_What is needed_
Reproduce the data from its beginning through the line containing "8L54 12L39 29L48", inclusive, substituting "coarse mask" for each occurrence of "rough mask" and changing nothing else. Omit the pictures from the output.

(Collected data)
----------

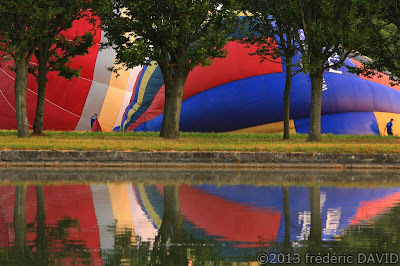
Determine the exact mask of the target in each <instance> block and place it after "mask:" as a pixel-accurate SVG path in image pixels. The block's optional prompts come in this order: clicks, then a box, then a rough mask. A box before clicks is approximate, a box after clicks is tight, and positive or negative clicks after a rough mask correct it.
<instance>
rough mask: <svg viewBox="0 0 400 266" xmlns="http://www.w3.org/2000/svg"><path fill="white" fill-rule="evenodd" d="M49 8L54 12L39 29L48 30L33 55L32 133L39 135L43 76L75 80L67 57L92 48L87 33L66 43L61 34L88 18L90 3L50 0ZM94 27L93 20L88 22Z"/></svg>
mask: <svg viewBox="0 0 400 266" xmlns="http://www.w3.org/2000/svg"><path fill="white" fill-rule="evenodd" d="M52 2H53V5H52V6H53V8H55V9H57V10H58V12H57V13H56V14H55V16H51V17H49V18H48V20H45V21H43V23H44V24H43V25H41V28H42V29H48V30H47V32H48V34H47V35H46V37H45V38H42V39H40V42H39V44H38V48H37V49H36V51H35V56H36V58H37V60H38V65H37V71H36V69H35V71H33V74H34V75H35V76H36V79H37V83H38V99H37V105H36V114H35V121H34V124H33V134H34V135H42V134H43V116H44V103H45V92H46V83H47V77H46V76H47V73H48V72H49V71H59V76H62V77H64V78H66V79H72V78H74V77H79V74H80V69H81V68H78V69H72V68H71V66H70V63H71V61H70V58H73V57H75V56H78V55H84V54H87V53H88V49H89V48H90V47H91V46H92V45H93V33H92V32H87V33H85V34H83V35H78V36H75V37H74V38H73V39H72V40H68V39H66V38H65V35H63V31H65V30H67V29H69V28H71V27H72V23H73V22H74V21H75V20H79V19H82V18H86V19H90V13H89V12H88V11H87V9H89V8H90V7H91V6H92V5H94V3H93V2H92V1H87V0H68V1H65V0H52ZM92 24H94V21H92Z"/></svg>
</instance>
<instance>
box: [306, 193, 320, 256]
mask: <svg viewBox="0 0 400 266" xmlns="http://www.w3.org/2000/svg"><path fill="white" fill-rule="evenodd" d="M309 189H310V210H311V225H310V239H309V240H310V248H311V249H313V248H315V250H318V248H320V246H321V243H322V224H321V191H320V188H319V187H310V188H309Z"/></svg>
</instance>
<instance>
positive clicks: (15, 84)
mask: <svg viewBox="0 0 400 266" xmlns="http://www.w3.org/2000/svg"><path fill="white" fill-rule="evenodd" d="M25 60H26V59H25V57H22V58H19V59H18V60H15V74H16V75H15V85H14V94H15V109H16V118H17V129H18V137H19V138H27V137H29V122H28V113H27V110H26V94H27V90H28V63H27V62H26V61H25Z"/></svg>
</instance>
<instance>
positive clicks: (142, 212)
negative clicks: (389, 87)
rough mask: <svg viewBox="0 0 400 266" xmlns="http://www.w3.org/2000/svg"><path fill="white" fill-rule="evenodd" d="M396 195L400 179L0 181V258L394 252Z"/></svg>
mask: <svg viewBox="0 0 400 266" xmlns="http://www.w3.org/2000/svg"><path fill="white" fill-rule="evenodd" d="M399 202H400V187H389V188H386V187H376V188H359V187H351V188H346V187H334V186H329V187H324V186H321V187H320V186H317V185H315V184H314V185H312V186H310V187H302V186H289V185H287V184H285V185H284V186H263V185H250V184H246V185H228V184H226V185H224V184H219V185H215V184H208V183H204V184H185V183H173V182H168V183H165V184H163V183H155V184H144V183H132V182H124V183H102V184H99V183H93V184H65V185H20V184H19V185H16V186H14V185H4V186H0V264H1V265H6V264H13V263H14V264H27V263H29V264H33V265H53V264H79V265H82V264H88V265H145V264H148V265H193V264H194V265H203V264H206V263H209V265H217V264H220V263H221V262H223V261H227V262H235V263H239V264H244V265H249V263H254V264H256V258H257V254H258V253H260V252H266V253H270V252H284V253H289V252H298V253H300V254H306V253H307V252H311V253H312V254H317V253H318V252H321V254H327V252H337V254H343V253H348V254H356V253H359V252H364V253H369V252H371V251H373V252H380V253H382V252H395V253H396V252H399V251H400V247H399V245H398V238H399V236H400V226H399V223H398V221H399V219H400V206H399ZM397 254H398V253H397ZM301 262H302V263H304V261H301Z"/></svg>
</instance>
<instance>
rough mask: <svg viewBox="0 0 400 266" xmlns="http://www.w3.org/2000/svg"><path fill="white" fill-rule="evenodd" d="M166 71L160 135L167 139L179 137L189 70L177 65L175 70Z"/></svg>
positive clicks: (175, 138)
mask: <svg viewBox="0 0 400 266" xmlns="http://www.w3.org/2000/svg"><path fill="white" fill-rule="evenodd" d="M160 67H161V66H160ZM161 70H163V69H161ZM165 72H167V71H163V76H164V81H165V104H164V116H163V123H162V126H161V131H160V136H161V137H164V138H165V139H178V138H179V121H180V117H181V108H182V96H183V89H184V87H185V83H186V79H187V76H188V74H189V72H188V71H187V70H186V69H184V68H182V67H175V68H174V71H172V72H169V73H166V75H165V74H164V73H165Z"/></svg>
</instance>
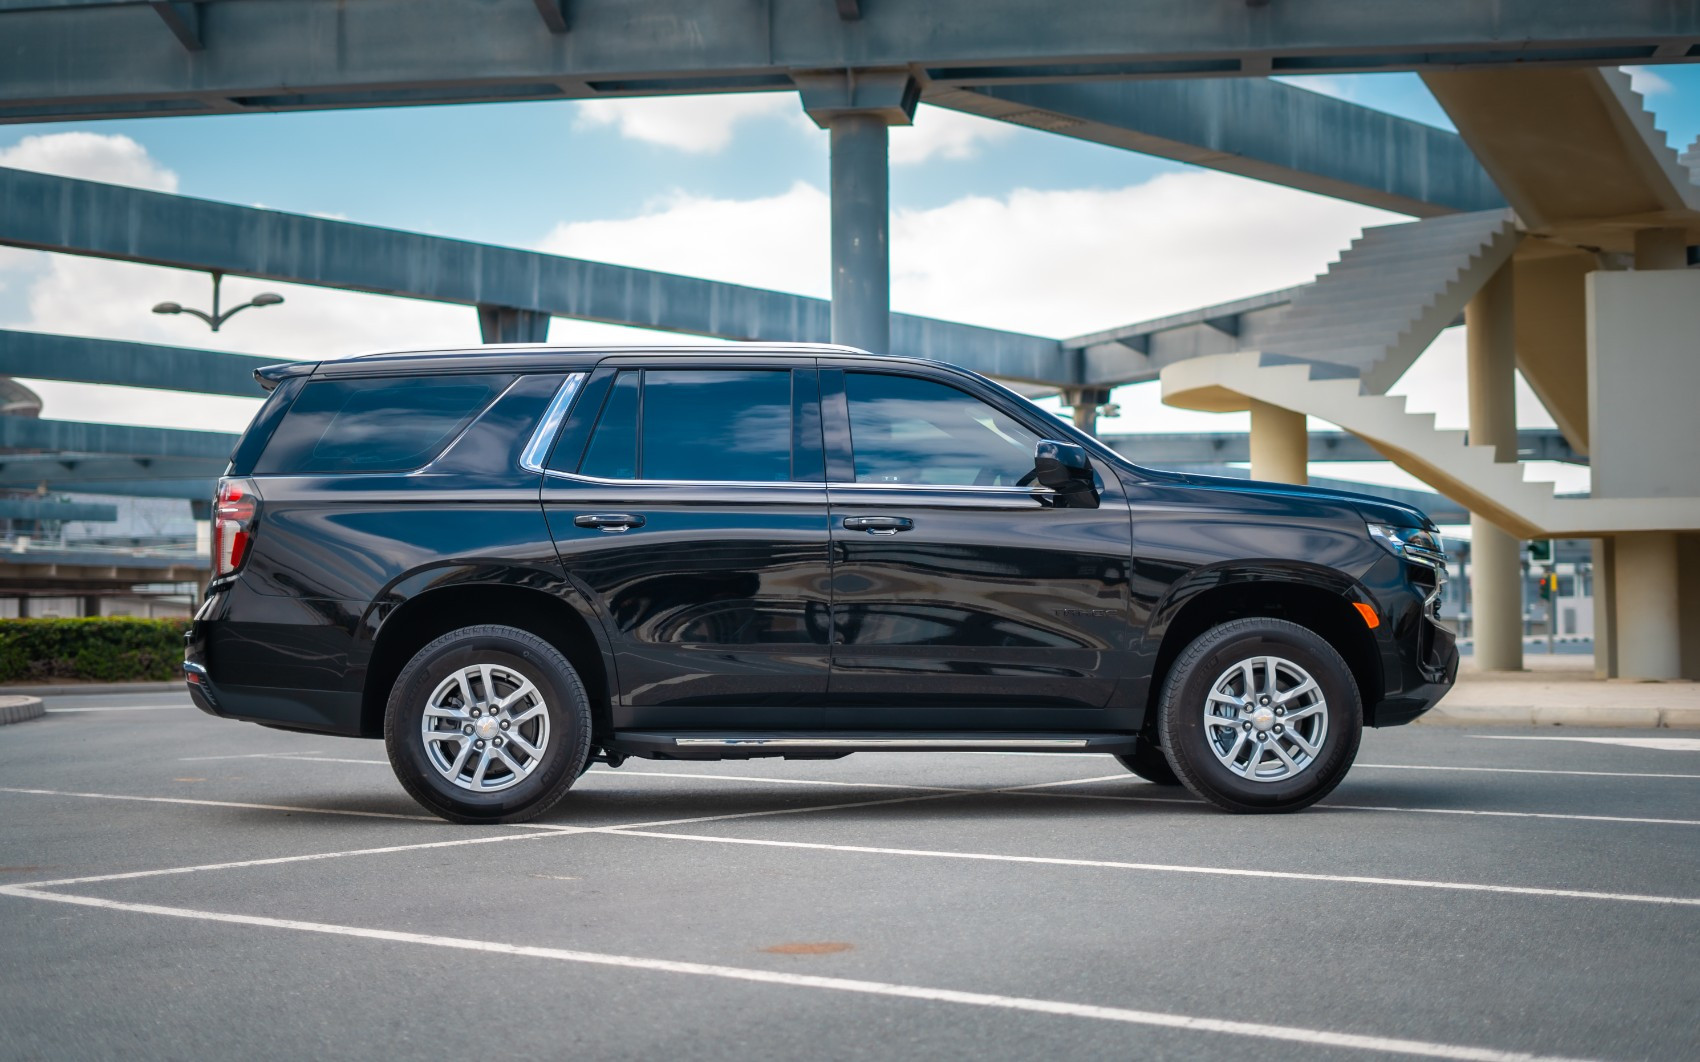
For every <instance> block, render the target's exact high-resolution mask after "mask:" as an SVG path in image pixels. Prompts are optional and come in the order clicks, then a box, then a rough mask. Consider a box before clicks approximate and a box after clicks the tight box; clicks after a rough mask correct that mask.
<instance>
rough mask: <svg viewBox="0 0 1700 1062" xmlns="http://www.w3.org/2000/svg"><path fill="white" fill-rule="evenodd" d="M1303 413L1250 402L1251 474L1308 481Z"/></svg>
mask: <svg viewBox="0 0 1700 1062" xmlns="http://www.w3.org/2000/svg"><path fill="white" fill-rule="evenodd" d="M1307 454H1309V443H1307V440H1306V428H1304V413H1294V411H1292V410H1282V408H1280V406H1272V404H1268V403H1260V401H1253V403H1251V477H1253V479H1266V481H1270V483H1309V481H1311V471H1309V467H1307V464H1306V457H1307Z"/></svg>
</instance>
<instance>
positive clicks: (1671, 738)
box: [1470, 734, 1700, 753]
mask: <svg viewBox="0 0 1700 1062" xmlns="http://www.w3.org/2000/svg"><path fill="white" fill-rule="evenodd" d="M1470 737H1479V739H1482V741H1584V743H1588V744H1622V746H1625V748H1632V749H1661V751H1666V753H1700V737H1559V736H1547V734H1540V736H1538V737H1537V736H1533V734H1530V736H1523V734H1470Z"/></svg>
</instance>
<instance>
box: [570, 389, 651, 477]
mask: <svg viewBox="0 0 1700 1062" xmlns="http://www.w3.org/2000/svg"><path fill="white" fill-rule="evenodd" d="M641 377H643V374H641V372H621V374H619V376H615V377H614V386H612V387H609V399H607V401H605V403H602V416H600V418H597V430H595V433H593V435H592V437H590V449H587V450H585V460H583V462H581V464H580V466H578V471H580V472H581V474H583V476H597V477H600V479H636V477H638V382H639V381H641Z"/></svg>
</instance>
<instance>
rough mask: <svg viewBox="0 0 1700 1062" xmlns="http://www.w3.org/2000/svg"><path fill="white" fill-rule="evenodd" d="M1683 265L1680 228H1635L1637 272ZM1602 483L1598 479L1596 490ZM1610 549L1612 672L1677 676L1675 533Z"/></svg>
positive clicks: (1673, 677)
mask: <svg viewBox="0 0 1700 1062" xmlns="http://www.w3.org/2000/svg"><path fill="white" fill-rule="evenodd" d="M1686 267H1688V246H1686V234H1685V233H1683V229H1637V231H1635V272H1642V270H1664V268H1686ZM1649 370H1651V369H1649ZM1601 486H1605V484H1598V483H1596V484H1595V489H1596V491H1598V489H1600V488H1601ZM1612 552H1613V559H1615V564H1613V569H1615V571H1613V573H1612V574H1613V576H1615V585H1613V588H1612V590H1613V595H1612V598H1613V600H1612V615H1613V620H1615V622H1613V634H1615V658H1617V669H1615V675H1617V676H1620V678H1644V680H1657V678H1680V676H1681V673H1683V666H1681V656H1683V615H1681V593H1680V590H1681V571H1680V561H1678V557H1680V551H1678V539H1676V535H1674V534H1663V532H1656V534H1630V535H1618V537H1617V542H1615V544H1613V551H1612Z"/></svg>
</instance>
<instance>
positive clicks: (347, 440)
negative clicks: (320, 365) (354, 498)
mask: <svg viewBox="0 0 1700 1062" xmlns="http://www.w3.org/2000/svg"><path fill="white" fill-rule="evenodd" d="M510 382H513V377H512V376H416V377H406V379H398V377H367V379H343V381H311V382H309V384H308V386H306V387H303V389H301V396H299V398H297V399H296V401H294V404H292V406H291V408H289V415H287V416H286V418H284V423H280V425H279V426H277V432H275V433H274V435H272V440H270V443H267V447H265V452H263V454H262V455H260V460H258V462H257V464H255V469H253V471H255V472H258V474H267V472H270V474H277V472H282V474H291V472H408V471H413V469H416V467H420V466H423V464H427V462H430V460H433V459H435V457H437V455H439V454H442V450H444V447H447V445H449V443H450V442H452V440H454V438H456V437H457V435H459V433H461V432H462V430H464V428H466V426H467V425H469V423H473V418H474V416H478V415H479V413H481V411H483V410H484V406H488V404H490V403H491V401H493V399H495V398H496V396H498V394H501V391H503V389H505V387H507V386H508V384H510Z"/></svg>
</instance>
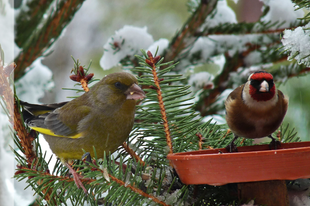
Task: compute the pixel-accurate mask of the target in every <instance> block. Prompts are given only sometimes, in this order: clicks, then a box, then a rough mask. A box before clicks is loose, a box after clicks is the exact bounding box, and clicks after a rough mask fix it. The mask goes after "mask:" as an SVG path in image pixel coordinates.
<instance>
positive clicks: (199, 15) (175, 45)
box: [163, 0, 217, 62]
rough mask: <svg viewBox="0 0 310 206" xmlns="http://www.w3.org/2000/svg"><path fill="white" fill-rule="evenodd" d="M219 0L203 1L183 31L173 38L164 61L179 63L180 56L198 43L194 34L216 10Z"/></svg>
mask: <svg viewBox="0 0 310 206" xmlns="http://www.w3.org/2000/svg"><path fill="white" fill-rule="evenodd" d="M216 5H217V0H210V1H206V0H201V3H200V4H199V6H198V7H197V9H196V11H195V12H194V13H193V14H192V16H191V17H190V18H189V19H188V20H187V22H186V23H185V24H184V25H183V27H182V28H181V30H180V31H179V32H178V33H177V34H176V35H175V37H173V39H172V41H171V42H170V44H169V47H168V48H167V50H166V51H165V54H164V55H163V56H164V59H165V60H166V61H167V62H169V61H177V60H178V58H180V55H182V54H184V53H185V52H186V50H187V49H188V48H190V47H191V46H192V45H193V43H194V42H195V41H196V39H197V37H195V36H194V34H195V33H196V32H197V31H198V30H199V28H200V27H201V25H202V24H203V23H204V22H205V19H206V18H207V16H208V15H210V14H211V12H212V11H213V10H214V9H215V7H216Z"/></svg>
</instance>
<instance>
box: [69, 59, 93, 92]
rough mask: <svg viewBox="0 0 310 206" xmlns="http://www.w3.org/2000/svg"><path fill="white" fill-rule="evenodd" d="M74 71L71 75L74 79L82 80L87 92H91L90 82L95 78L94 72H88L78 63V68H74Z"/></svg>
mask: <svg viewBox="0 0 310 206" xmlns="http://www.w3.org/2000/svg"><path fill="white" fill-rule="evenodd" d="M73 70H74V73H75V74H73V75H71V76H70V79H71V80H72V81H76V82H80V83H81V85H82V88H83V89H84V91H85V92H89V88H88V82H89V81H90V80H91V79H92V78H93V76H94V73H89V74H86V73H85V71H84V68H83V67H82V66H79V65H77V68H75V69H73Z"/></svg>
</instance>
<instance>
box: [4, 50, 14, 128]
mask: <svg viewBox="0 0 310 206" xmlns="http://www.w3.org/2000/svg"><path fill="white" fill-rule="evenodd" d="M0 53H1V48H0ZM3 65H4V62H3V60H2V59H1V57H0V74H1V75H0V95H1V96H2V98H3V100H4V101H5V104H6V109H7V110H8V113H9V121H10V122H11V124H13V119H12V118H13V116H14V114H13V113H14V112H13V111H14V107H13V105H14V103H13V101H14V100H13V97H14V94H13V91H12V89H11V87H10V83H9V81H8V79H9V76H10V74H11V72H12V71H13V70H14V68H15V67H16V65H15V63H12V64H10V65H8V66H6V67H5V68H4V67H3Z"/></svg>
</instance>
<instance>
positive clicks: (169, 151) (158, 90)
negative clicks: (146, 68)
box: [145, 51, 173, 154]
mask: <svg viewBox="0 0 310 206" xmlns="http://www.w3.org/2000/svg"><path fill="white" fill-rule="evenodd" d="M147 55H148V57H149V58H148V59H145V62H146V63H147V64H148V65H150V66H151V67H152V73H153V78H154V83H155V86H156V88H155V89H156V92H157V98H158V103H159V107H160V113H161V116H162V120H163V122H164V123H163V125H164V128H165V134H166V140H167V145H168V147H169V153H170V154H172V153H173V148H172V141H171V135H170V130H169V124H168V120H167V114H166V109H165V105H164V101H163V96H162V93H161V89H160V79H158V76H157V72H156V63H157V62H158V61H159V59H160V56H156V57H153V54H152V53H151V52H150V51H148V52H147Z"/></svg>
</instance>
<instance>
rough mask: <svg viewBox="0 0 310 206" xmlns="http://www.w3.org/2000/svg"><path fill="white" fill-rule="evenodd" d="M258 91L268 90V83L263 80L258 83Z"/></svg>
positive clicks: (267, 82) (264, 91)
mask: <svg viewBox="0 0 310 206" xmlns="http://www.w3.org/2000/svg"><path fill="white" fill-rule="evenodd" d="M259 91H260V92H269V84H268V82H266V81H265V80H264V81H263V82H262V83H261V84H260V89H259Z"/></svg>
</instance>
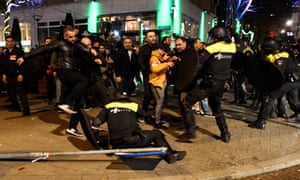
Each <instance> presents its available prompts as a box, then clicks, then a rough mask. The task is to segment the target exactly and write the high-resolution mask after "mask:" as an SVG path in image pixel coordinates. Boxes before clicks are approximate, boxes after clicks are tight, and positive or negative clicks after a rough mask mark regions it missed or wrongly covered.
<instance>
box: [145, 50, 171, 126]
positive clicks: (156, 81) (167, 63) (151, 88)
mask: <svg viewBox="0 0 300 180" xmlns="http://www.w3.org/2000/svg"><path fill="white" fill-rule="evenodd" d="M149 63H150V74H149V83H150V84H151V90H152V93H153V96H154V99H155V122H154V127H156V128H160V127H161V121H160V116H161V110H162V107H163V102H164V96H165V88H166V86H167V74H166V73H167V72H168V70H169V68H170V67H173V66H174V63H173V62H172V61H170V56H168V55H167V53H166V52H165V51H164V50H163V48H162V47H160V46H158V47H156V48H155V49H154V50H153V51H152V53H151V58H150V61H149Z"/></svg>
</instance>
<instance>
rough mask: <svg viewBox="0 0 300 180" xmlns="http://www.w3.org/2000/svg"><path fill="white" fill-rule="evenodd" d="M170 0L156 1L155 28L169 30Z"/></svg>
mask: <svg viewBox="0 0 300 180" xmlns="http://www.w3.org/2000/svg"><path fill="white" fill-rule="evenodd" d="M171 1H172V0H158V1H157V5H156V8H157V17H156V24H157V29H161V30H171V27H172V19H171V10H172V9H171V7H172V2H171Z"/></svg>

----------

_Written response_
Determine the exact mask of the target in each <instance> block and place it after "mask:" as a pixel-accurate SVG path in image pixels. The block's optional prompts come in this order: clicks, then a box, then a coarse mask. A box before clicks is approximate, a box after clicks is tight, and positive or negative clicks after a coarse mask correct it.
<instance>
coarse mask: <svg viewBox="0 0 400 266" xmlns="http://www.w3.org/2000/svg"><path fill="white" fill-rule="evenodd" d="M49 8L54 12L39 29L48 30L33 55L32 133L39 135L43 76L75 80L67 57L92 48L87 33L66 43L61 34L88 18L90 3L50 0ZM94 27L93 20L88 22Z"/></svg>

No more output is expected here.